### [The task]
What is needed is an exact copy of all the data.

Supplied records section start

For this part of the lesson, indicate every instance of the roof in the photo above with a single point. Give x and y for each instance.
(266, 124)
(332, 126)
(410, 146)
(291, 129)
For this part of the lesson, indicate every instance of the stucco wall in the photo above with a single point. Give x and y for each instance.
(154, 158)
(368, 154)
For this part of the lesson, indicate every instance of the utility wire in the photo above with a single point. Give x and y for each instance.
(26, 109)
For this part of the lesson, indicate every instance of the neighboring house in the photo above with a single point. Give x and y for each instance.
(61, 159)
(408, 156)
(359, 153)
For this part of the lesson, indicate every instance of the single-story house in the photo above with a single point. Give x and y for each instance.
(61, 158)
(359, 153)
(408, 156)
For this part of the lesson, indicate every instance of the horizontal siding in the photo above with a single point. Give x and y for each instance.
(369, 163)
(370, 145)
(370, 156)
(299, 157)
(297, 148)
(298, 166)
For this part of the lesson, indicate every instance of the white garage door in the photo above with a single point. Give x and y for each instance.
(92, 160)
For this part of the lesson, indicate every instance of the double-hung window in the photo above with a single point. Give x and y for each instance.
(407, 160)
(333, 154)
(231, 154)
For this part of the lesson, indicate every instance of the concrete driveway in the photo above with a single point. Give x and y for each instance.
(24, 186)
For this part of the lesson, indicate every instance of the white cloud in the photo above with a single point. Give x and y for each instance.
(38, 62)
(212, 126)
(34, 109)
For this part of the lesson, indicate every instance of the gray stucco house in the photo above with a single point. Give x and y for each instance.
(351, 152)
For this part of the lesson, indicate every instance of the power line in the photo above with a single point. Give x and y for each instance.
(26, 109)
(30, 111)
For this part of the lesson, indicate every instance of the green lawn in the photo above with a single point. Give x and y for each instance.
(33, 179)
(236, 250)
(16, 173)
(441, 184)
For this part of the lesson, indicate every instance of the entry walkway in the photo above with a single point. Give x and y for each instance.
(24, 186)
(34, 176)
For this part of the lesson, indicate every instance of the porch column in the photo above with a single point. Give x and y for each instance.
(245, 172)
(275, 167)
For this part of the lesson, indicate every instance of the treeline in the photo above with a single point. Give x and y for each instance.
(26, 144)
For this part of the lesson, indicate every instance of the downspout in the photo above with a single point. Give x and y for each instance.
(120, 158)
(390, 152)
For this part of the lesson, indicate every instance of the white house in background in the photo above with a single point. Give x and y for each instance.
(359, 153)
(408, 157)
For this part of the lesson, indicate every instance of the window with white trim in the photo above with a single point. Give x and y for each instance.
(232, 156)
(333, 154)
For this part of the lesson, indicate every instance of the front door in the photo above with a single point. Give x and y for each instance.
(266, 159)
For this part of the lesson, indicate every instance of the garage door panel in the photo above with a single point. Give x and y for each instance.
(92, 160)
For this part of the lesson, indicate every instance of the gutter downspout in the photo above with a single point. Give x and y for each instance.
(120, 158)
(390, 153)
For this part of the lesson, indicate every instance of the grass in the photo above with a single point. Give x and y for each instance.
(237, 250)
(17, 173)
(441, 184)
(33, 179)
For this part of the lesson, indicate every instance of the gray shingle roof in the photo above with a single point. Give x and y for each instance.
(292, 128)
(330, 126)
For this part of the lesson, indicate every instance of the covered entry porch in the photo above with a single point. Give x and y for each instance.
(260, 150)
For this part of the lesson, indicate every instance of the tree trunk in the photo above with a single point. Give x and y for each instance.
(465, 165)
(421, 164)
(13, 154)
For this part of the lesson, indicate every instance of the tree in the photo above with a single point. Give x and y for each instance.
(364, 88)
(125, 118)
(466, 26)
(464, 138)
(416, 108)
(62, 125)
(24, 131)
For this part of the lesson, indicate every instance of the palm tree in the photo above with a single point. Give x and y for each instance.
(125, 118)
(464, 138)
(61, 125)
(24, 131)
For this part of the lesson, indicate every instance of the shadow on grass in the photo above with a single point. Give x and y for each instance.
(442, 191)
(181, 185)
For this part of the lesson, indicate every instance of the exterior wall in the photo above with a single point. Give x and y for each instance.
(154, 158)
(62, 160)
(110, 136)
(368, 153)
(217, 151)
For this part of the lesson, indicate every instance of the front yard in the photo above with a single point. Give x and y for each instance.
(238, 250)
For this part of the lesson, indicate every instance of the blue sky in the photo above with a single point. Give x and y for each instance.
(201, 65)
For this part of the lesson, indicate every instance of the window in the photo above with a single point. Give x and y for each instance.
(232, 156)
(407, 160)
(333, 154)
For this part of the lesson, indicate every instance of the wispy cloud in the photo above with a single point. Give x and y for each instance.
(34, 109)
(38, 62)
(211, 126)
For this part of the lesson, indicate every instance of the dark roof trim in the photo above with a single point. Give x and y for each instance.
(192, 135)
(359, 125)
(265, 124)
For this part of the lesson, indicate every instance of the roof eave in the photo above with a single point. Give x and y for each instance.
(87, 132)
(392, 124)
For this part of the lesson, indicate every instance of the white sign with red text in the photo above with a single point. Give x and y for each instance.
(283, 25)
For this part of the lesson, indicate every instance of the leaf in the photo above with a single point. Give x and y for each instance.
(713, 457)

Supplied records section end

### [Reply]
For this part of the lesson, indicate every instance of the roof in the photo above with a single point. Give x and y for each instance.
(266, 124)
(332, 126)
(410, 146)
(291, 129)
For this part of the lesson, indicate every instance of the stucco wall in the photo above with a single point. Give x and y for each instance.
(154, 158)
(368, 154)
For this part of the lesson, indicate every instance of the utility wire in the photo above with a single point. Give x and y for each instance.
(26, 109)
For this part of the lesson, indicate every instance of the neighboring house in the photo above with a single point. Give x and y for each instance.
(61, 159)
(408, 156)
(359, 153)
For this part of the lesson, indicate every instance of the single-story house in the photo above with a single point. Give x and y for each instance.
(61, 158)
(359, 153)
(408, 156)
For this part of the lesson, indicate every instance of the horizontal siding in the photo above with a single point. Give x and y for each instance.
(369, 163)
(370, 145)
(370, 156)
(299, 157)
(297, 148)
(298, 166)
For this part of the lesson, indicate every instance of the white garage door in the photo above with a single point. Give x and y for each instance.
(92, 160)
For this part of the lesson, indicate every instance of the double-hung window in the photo above with a single point. Give x and y for each instance.
(407, 160)
(333, 154)
(231, 154)
For this part of the lesson, indicate every instance of the concrete driveway in the photo above with a single point. Give x and y for each instance.
(24, 186)
For this part of the lesson, indicate every instance of the white cloud in the photo above with a single point. Give x and y for each instance.
(38, 62)
(212, 126)
(34, 109)
For this part of the lesson, indicate every instance of the gray stucco house in the photo above with a single point. Give x and y for each instance.
(351, 152)
For this part of the lesson, indicate every instance of the power line in the photo above with a single point. Give x and y for each instance.
(26, 109)
(30, 111)
For this part of the lesson, indicate every instance of the green lawn in the photo above with a single point. Give x and y for each instance.
(33, 179)
(236, 250)
(16, 173)
(441, 184)
For this part of the lesson, indicate every instance of the entry walkway in the photo above with a single point. Give x and y for each instance.
(24, 186)
(34, 176)
For this part of the lesson, indicate every instance of the porch column in the photo above with a single point. Give x and y for each instance.
(245, 172)
(275, 167)
For this part of the lesson, indicate every instance of the treeline in the photo above with a single point. Give x and y for each instance.
(26, 144)
For this part of the lesson, indicate every instance of the downspout in the photo above with a single point. Give x and y for each instance.
(120, 158)
(390, 152)
For this part of the lesson, indicate every instance of the white house in background in the photo above with a single point. Give x and y for each instance.
(359, 153)
(408, 157)
For this part of the lesson, indicate every instance of the window with white trim in the photo above with a single point. Give x and y for each instance.
(232, 156)
(333, 154)
For this part of the lesson, indicate every instance of the front door in the photo above with a single point. Give x and y for each instance.
(266, 159)
For this part of the lesson, indicate every instance of the garage door panel in the photo above with a single point. Give x and y for each instance.
(92, 160)
For this part of the lesson, indicate every instance of the gutter downspout in the photo above with a single point. Give x and y for each instance.
(120, 158)
(390, 153)
For this part of the lesson, indicate every instance of the grass in the photo above with a single point. Give x and y for each instance.
(237, 250)
(17, 173)
(441, 184)
(33, 179)
For this part of the lesson, indicate every instance of the gray shingle roof in the photo above with a single point. Give x and y for each instance.
(292, 128)
(330, 126)
For this part of the lesson, indicate every instance of the covered entry porch in the photo above with a single point. Give x and y for each instance.
(260, 150)
For this part of the lesson, indicate every instance of the tree trunk in the photo above with a single point. Give x and y for each instance.
(465, 165)
(421, 164)
(13, 154)
For this part of the lesson, indicate every instance of the tree in the photo above with a single point. Give x and y for each instance.
(364, 88)
(125, 118)
(466, 26)
(464, 138)
(416, 108)
(62, 125)
(24, 131)
For this part of the lesson, indicate every instance of the palm tree in the photo above with a single point. Give x and y for each instance.
(125, 118)
(464, 138)
(61, 125)
(24, 131)
For this part of the lesson, indicate every instance of the shadow on grass in the photo above with a single point. Give x and y for each instance.
(442, 191)
(181, 185)
For this part of the lesson, indicate every instance of the exterior wall in the photo above with a single point. Give x and y for each instance.
(154, 158)
(62, 160)
(110, 136)
(368, 153)
(217, 151)
For this part of the lesson, indicate every instance of the front yard in the photo above with a single point. Give x and y for each instance.
(238, 250)
For this part of the lesson, indicate every instance of the blue sky in the photo above with a single point. Give x and y for each instance.
(201, 65)
For this part of the lesson, indicate every instance of the window in the photo above with a single point. Give x and y for each instance.
(232, 156)
(407, 160)
(333, 154)
For this part of the lesson, indicate every instance of the wispy cloud in the photo above with a single point. Give x and y for each instance.
(34, 109)
(38, 62)
(211, 126)
For this part of the lesson, indicate every instance of the dark roof trim in the photo above with a single point. Give x and y for each instance.
(192, 135)
(359, 125)
(265, 124)
For this part of the lesson, indicate every instance of the roof eave in the photo above with a single point. Give x and y for each instance.
(87, 132)
(392, 124)
For this part of the lesson, indicate every instance of the white sign with red text in the photo above with a single point. Give x and y for each instance.
(283, 25)
For this part of the lesson, indicate every instance of the leaf in the photo above with a single point. Give x and y for each instance.
(713, 457)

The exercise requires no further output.